• **STATED EXERCISE**: In the part of the listing that opens with its first line and closes with the line containing "132 128 L 142", change every "mask" to "outline" and give those lines again with nothing else altered.
---*---
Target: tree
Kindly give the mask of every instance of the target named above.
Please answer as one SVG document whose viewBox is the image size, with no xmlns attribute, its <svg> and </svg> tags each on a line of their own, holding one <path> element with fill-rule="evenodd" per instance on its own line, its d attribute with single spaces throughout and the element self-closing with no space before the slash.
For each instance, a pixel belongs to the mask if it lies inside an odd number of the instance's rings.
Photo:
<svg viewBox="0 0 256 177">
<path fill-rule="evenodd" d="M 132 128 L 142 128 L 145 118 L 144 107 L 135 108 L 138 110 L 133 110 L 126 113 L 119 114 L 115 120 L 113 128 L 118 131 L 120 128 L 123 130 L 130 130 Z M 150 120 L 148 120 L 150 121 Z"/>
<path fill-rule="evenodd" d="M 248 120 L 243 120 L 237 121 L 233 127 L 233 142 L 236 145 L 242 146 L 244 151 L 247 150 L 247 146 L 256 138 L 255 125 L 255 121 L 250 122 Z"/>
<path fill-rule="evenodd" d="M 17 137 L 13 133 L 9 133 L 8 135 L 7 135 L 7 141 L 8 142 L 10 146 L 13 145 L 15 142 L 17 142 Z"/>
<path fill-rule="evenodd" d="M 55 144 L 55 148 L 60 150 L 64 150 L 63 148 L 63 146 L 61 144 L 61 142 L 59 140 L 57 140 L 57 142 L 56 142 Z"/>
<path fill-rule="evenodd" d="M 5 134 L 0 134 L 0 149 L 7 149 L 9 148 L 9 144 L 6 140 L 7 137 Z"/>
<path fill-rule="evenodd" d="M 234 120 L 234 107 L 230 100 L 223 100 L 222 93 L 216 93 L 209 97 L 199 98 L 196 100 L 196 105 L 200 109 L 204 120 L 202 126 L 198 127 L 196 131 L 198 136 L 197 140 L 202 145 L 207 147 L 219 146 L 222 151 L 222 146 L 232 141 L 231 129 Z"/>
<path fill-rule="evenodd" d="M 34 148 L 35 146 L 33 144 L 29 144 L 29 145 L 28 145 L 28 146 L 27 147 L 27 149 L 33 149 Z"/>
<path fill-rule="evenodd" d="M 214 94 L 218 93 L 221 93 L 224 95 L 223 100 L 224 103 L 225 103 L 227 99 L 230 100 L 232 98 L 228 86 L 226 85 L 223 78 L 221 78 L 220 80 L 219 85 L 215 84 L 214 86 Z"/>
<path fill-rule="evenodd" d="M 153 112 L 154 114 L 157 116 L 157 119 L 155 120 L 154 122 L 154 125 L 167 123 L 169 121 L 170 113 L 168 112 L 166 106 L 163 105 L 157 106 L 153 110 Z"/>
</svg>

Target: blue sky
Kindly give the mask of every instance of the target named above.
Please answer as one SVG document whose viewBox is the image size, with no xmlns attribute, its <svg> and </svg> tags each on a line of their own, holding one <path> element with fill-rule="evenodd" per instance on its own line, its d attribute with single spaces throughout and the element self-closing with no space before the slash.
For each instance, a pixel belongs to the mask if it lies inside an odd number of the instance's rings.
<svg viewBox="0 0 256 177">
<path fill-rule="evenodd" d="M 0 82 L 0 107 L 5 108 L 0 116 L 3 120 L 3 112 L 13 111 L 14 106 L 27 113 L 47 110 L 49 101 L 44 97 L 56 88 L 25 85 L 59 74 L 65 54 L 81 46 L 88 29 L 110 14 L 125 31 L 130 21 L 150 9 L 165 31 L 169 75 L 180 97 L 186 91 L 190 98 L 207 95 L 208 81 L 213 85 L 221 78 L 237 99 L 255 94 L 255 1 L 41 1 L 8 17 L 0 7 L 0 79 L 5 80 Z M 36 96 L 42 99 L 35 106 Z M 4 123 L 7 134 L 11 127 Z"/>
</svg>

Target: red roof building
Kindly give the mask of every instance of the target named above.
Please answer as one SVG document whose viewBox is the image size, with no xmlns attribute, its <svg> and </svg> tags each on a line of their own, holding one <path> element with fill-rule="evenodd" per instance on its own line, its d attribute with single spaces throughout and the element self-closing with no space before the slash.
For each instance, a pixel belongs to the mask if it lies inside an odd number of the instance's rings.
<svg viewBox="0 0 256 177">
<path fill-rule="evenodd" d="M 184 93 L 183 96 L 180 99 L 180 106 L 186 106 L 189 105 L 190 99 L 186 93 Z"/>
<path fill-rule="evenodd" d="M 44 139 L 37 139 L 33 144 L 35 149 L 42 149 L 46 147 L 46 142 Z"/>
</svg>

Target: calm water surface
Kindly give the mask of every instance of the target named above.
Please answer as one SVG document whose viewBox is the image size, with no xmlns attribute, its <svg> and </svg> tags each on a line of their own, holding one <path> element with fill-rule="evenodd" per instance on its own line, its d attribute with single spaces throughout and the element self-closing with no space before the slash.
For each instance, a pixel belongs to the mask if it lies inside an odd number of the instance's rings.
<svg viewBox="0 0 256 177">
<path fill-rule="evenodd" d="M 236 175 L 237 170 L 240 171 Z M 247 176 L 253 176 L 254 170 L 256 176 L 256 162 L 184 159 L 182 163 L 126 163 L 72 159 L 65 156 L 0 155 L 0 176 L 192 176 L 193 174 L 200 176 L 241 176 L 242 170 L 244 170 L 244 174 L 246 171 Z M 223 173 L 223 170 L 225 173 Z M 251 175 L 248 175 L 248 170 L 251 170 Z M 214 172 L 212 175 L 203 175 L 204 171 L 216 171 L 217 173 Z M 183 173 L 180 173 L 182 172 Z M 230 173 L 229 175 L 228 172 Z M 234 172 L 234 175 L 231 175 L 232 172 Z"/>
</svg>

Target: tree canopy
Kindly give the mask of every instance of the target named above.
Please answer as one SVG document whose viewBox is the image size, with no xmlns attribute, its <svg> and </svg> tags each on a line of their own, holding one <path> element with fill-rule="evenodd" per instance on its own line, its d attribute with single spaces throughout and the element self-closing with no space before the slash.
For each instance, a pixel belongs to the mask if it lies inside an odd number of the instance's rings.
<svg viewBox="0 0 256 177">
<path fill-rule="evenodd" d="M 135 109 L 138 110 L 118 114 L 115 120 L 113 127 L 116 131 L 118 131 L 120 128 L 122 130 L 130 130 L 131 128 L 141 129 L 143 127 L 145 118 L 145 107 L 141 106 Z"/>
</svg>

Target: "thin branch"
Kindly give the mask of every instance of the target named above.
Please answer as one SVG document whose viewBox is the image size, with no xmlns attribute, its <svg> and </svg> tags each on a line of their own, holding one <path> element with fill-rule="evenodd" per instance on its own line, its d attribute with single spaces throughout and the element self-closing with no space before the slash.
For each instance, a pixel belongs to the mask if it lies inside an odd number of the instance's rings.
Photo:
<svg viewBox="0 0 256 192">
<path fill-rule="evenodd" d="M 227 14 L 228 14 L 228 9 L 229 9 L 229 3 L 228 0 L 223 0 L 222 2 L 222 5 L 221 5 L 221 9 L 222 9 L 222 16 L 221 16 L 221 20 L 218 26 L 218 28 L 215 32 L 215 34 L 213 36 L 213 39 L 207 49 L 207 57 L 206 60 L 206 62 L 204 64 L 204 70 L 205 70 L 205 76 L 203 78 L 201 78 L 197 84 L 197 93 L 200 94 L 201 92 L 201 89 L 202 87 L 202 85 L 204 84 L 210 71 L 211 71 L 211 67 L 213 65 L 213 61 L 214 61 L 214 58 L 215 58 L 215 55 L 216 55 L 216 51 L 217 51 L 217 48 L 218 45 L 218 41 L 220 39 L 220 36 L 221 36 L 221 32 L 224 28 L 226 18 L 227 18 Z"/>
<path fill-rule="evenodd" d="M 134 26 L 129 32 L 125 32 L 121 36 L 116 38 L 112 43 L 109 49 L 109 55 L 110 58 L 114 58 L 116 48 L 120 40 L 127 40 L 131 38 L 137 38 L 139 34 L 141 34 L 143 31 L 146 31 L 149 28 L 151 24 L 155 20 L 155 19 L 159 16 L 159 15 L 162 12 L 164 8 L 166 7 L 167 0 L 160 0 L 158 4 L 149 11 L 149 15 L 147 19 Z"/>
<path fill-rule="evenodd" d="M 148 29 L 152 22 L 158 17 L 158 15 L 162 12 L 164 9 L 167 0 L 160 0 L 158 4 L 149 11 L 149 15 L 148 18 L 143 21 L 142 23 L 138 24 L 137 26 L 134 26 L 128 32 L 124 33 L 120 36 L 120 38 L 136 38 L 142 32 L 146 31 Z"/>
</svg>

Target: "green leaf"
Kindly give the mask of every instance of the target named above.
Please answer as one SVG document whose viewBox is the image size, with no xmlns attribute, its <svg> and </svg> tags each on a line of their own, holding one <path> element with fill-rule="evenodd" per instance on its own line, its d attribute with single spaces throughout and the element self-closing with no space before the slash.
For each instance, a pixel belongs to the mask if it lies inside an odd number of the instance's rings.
---*---
• **PROBLEM SOLUTION**:
Target: tree
Kindly give the outline of every instance of the target named above.
Please answer as one SVG document whose viewBox is the image size, with no xmlns attribute, its <svg> and </svg> tags each on a line of their own, holding one <path> element with fill-rule="evenodd" per instance on its own line, its d attribute with single spaces throughout and the element self-closing with no space before the slash.
For each instance, a pixel belongs to the outline if it lies inside an odd number of the instance's rings.
Photo:
<svg viewBox="0 0 256 177">
<path fill-rule="evenodd" d="M 132 128 L 142 128 L 145 118 L 144 107 L 135 108 L 138 110 L 133 110 L 126 113 L 119 114 L 115 120 L 113 128 L 118 131 L 120 128 L 123 130 L 130 130 Z M 150 120 L 148 120 L 150 121 Z"/>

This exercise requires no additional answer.